Task directions:
Copy the entries character for character.

Data to use:
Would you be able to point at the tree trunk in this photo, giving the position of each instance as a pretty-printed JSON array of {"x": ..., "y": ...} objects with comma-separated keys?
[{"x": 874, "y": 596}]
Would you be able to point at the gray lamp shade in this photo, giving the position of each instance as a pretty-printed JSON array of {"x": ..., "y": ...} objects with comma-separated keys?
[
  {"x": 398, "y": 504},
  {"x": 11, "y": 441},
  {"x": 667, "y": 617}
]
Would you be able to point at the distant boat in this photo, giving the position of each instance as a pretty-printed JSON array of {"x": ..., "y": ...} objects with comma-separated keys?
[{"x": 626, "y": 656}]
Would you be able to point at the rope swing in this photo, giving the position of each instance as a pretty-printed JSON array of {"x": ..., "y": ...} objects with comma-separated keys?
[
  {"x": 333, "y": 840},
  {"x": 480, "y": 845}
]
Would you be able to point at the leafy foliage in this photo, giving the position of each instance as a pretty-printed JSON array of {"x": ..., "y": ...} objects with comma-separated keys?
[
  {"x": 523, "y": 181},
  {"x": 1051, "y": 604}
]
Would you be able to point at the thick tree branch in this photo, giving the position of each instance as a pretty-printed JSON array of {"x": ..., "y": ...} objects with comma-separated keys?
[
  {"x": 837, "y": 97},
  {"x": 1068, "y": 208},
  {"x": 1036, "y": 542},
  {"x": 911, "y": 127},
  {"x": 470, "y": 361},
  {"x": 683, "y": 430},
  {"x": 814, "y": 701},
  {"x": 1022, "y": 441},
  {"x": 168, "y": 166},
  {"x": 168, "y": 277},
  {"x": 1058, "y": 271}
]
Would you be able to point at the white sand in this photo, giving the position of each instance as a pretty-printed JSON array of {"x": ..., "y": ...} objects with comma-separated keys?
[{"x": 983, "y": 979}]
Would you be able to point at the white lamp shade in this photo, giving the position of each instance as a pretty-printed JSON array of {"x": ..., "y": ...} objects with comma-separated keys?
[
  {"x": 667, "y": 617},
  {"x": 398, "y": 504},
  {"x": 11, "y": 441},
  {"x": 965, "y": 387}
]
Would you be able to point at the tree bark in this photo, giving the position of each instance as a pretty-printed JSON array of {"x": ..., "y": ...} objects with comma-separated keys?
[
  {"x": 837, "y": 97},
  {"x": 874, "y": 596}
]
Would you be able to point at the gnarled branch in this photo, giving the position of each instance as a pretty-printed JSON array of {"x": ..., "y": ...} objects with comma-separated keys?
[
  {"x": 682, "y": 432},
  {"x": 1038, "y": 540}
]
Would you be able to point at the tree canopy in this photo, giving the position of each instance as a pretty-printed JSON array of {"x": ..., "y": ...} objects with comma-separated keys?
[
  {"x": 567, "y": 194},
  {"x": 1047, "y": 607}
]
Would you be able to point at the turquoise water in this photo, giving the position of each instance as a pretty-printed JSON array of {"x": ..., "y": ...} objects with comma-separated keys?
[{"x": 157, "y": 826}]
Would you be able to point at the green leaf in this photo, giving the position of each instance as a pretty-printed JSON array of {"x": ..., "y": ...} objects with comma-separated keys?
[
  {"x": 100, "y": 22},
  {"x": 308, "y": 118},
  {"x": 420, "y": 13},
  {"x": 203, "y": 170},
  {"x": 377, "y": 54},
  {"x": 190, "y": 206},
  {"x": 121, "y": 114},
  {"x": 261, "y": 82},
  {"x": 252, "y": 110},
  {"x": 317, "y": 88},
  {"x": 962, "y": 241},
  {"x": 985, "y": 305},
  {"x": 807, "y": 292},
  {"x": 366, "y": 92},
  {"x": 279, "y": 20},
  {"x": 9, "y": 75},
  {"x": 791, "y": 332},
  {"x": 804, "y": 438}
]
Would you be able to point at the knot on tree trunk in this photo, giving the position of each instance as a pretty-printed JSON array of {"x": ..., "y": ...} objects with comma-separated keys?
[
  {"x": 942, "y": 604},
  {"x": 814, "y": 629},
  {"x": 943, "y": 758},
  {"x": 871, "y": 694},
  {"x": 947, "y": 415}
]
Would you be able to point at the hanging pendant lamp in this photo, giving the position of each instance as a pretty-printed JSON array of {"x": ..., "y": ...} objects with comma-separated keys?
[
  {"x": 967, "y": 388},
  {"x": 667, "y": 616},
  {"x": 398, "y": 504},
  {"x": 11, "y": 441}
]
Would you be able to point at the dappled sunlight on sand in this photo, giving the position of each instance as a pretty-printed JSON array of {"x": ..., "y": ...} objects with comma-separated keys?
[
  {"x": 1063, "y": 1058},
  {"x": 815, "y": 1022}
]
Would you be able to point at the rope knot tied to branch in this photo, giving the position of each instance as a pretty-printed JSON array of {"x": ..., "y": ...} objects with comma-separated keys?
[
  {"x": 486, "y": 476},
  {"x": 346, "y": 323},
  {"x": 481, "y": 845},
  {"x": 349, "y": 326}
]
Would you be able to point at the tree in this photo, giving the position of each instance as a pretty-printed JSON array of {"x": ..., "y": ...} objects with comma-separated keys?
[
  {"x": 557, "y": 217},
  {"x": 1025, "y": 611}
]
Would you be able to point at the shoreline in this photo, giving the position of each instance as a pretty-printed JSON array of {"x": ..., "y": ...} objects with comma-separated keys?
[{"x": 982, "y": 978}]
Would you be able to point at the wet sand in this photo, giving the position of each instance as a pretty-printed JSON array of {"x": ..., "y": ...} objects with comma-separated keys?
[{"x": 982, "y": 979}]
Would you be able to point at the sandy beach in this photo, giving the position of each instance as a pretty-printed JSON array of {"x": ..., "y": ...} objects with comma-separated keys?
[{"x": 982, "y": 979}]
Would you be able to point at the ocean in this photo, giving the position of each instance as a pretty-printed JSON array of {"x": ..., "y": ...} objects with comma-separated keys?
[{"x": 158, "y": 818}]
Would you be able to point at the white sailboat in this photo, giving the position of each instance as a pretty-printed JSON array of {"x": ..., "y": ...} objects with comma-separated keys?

Solution for this task:
Would you be able to point at the tree trunk in this photo, giving the position of each instance as a pretty-printed JSON array of {"x": ..., "y": ...} objects with comma-separated keys?
[{"x": 874, "y": 596}]
Would you be able to point at the gray lamp shade in this photo, giving the position of each instance as a pretty-printed JSON array of {"x": ..., "y": ...} objects with comma-separated keys?
[
  {"x": 398, "y": 504},
  {"x": 11, "y": 441},
  {"x": 667, "y": 617}
]
Would you be able to point at the distant boat in this photo, giving the position of each instance as a pretty-printed JSON array of {"x": ..., "y": ...} objects with comma-separated keys?
[{"x": 626, "y": 656}]
Would you be able to point at the rope swing in this photo, giving the position of each instance as a pretty-printed JSON array of {"x": ..., "y": ...} objects with comma-separated keys?
[
  {"x": 333, "y": 840},
  {"x": 480, "y": 845}
]
Would you be able to point at the leafy foliage in this photo, giving the position of each instance as a pretty-printed JSON array of {"x": ..., "y": ...} objects with comma-separated keys?
[
  {"x": 523, "y": 181},
  {"x": 1051, "y": 604}
]
Would you be able to point at the thick tree branch in this photo, giving the position of each instance as a pretty-printed JSON array of {"x": ..., "y": ...} objects with comma-separated keys?
[
  {"x": 837, "y": 97},
  {"x": 1068, "y": 208},
  {"x": 1036, "y": 542},
  {"x": 911, "y": 127},
  {"x": 470, "y": 361},
  {"x": 683, "y": 430},
  {"x": 814, "y": 701},
  {"x": 1022, "y": 441},
  {"x": 168, "y": 166},
  {"x": 168, "y": 277},
  {"x": 1058, "y": 271}
]
Would you be able to point at the white sand in this photo, giving the position of each instance as a pretty-printed JSON array of {"x": ..., "y": ...} objects with comma-separated keys?
[{"x": 983, "y": 979}]
Would you be able to point at the white lamp shade in this photo, giving the position of each instance as a pretty-printed JSON array of {"x": ..., "y": ...} objects with comma-separated keys?
[
  {"x": 667, "y": 617},
  {"x": 398, "y": 504},
  {"x": 11, "y": 441},
  {"x": 965, "y": 387}
]
Would you be able to point at the tree bark in this photo, giving the position of each instance as a pretty-printed JSON array of {"x": ..., "y": ...} objects with comma-separated keys?
[
  {"x": 837, "y": 97},
  {"x": 874, "y": 596}
]
Would you be able to point at the gnarled branch in this photo, giving the position of each instance as a pretty-printed JSON array of {"x": ..., "y": ...} objects with comma-separated keys?
[
  {"x": 682, "y": 432},
  {"x": 1038, "y": 540}
]
Would you be able to point at the tree canopy in this photo, giving the position of each instance as a pretty-printed JSON array of {"x": ..., "y": ...} objects with comma-separated keys?
[
  {"x": 567, "y": 194},
  {"x": 1047, "y": 607}
]
Would you be able to point at the turquoise water in this photo, giving the position of each instance as a pretty-printed JSON array of {"x": ..., "y": ...} objects with comma-separated keys?
[{"x": 157, "y": 826}]
Would you be able to point at the green leaf in this photo, giving the position of each instance as a pretty-printed JSON array of {"x": ..., "y": ...} objects with comma-separated keys?
[
  {"x": 100, "y": 22},
  {"x": 308, "y": 118},
  {"x": 420, "y": 13},
  {"x": 203, "y": 170},
  {"x": 377, "y": 54},
  {"x": 190, "y": 206},
  {"x": 121, "y": 114},
  {"x": 261, "y": 82},
  {"x": 252, "y": 110},
  {"x": 317, "y": 88},
  {"x": 962, "y": 241},
  {"x": 985, "y": 305},
  {"x": 807, "y": 292},
  {"x": 366, "y": 92},
  {"x": 279, "y": 20},
  {"x": 9, "y": 75},
  {"x": 791, "y": 332},
  {"x": 804, "y": 438}
]
Would you be able to point at the knot on tree trunk in this photo, giving the position of each instance as a pretty-printed JSON array of {"x": ..., "y": ...} objects with comma-separated keys?
[
  {"x": 942, "y": 604},
  {"x": 814, "y": 629},
  {"x": 943, "y": 758},
  {"x": 871, "y": 694},
  {"x": 947, "y": 415}
]
Would you be able to point at the hanging pendant lamp in this photo, giving the position of each instance as a pretty-printed JSON array of {"x": ..., "y": ...} objects with comma-separated keys?
[
  {"x": 967, "y": 388},
  {"x": 667, "y": 616},
  {"x": 398, "y": 504},
  {"x": 11, "y": 441}
]
Would you be able to point at the dappled sunlight on sand in this photo, giving the position of each instance as a pretty-printed JSON array of {"x": ..., "y": ...} objects with comma-separated keys?
[
  {"x": 1063, "y": 1058},
  {"x": 815, "y": 1022}
]
Would you be able to point at the rope knot tied to branch in this photo, giving the position of each instance as a pretty-printed JSON array of {"x": ..., "y": ...} objects with comma-separated keys?
[
  {"x": 486, "y": 476},
  {"x": 346, "y": 323},
  {"x": 481, "y": 845},
  {"x": 349, "y": 326}
]
Would you be able to point at the tree in this photo, giving the position of each instance as a pretty-printed JSON array of {"x": ..., "y": ...} objects with comma-separated keys?
[
  {"x": 557, "y": 217},
  {"x": 1025, "y": 611}
]
Would you be able to point at the shoreline in this photo, giving the position of each instance as a pretty-printed JSON array of {"x": ..., "y": ...} objects with comma-separated keys?
[{"x": 982, "y": 978}]
Would you be able to point at the wet sand in this photo, giving the position of each instance as a pretty-printed JSON array of {"x": ..., "y": ...} objects with comma-separated keys?
[{"x": 982, "y": 979}]
Would you be able to point at the sandy beach in this photo, giving the position of each instance as a pretty-printed JSON array of {"x": ..., "y": ...} objects with comma-separated keys?
[{"x": 982, "y": 979}]
Would you be able to point at the ocean in this photo, giving the position of each instance as a pretty-printed JSON array of {"x": ..., "y": ...} objects with comma-separated keys?
[{"x": 158, "y": 818}]
Would you be able to point at the white sailboat in this photo, giving the position of each instance as a pretty-printed JSON array of {"x": ..., "y": ...} objects with comma-separated keys?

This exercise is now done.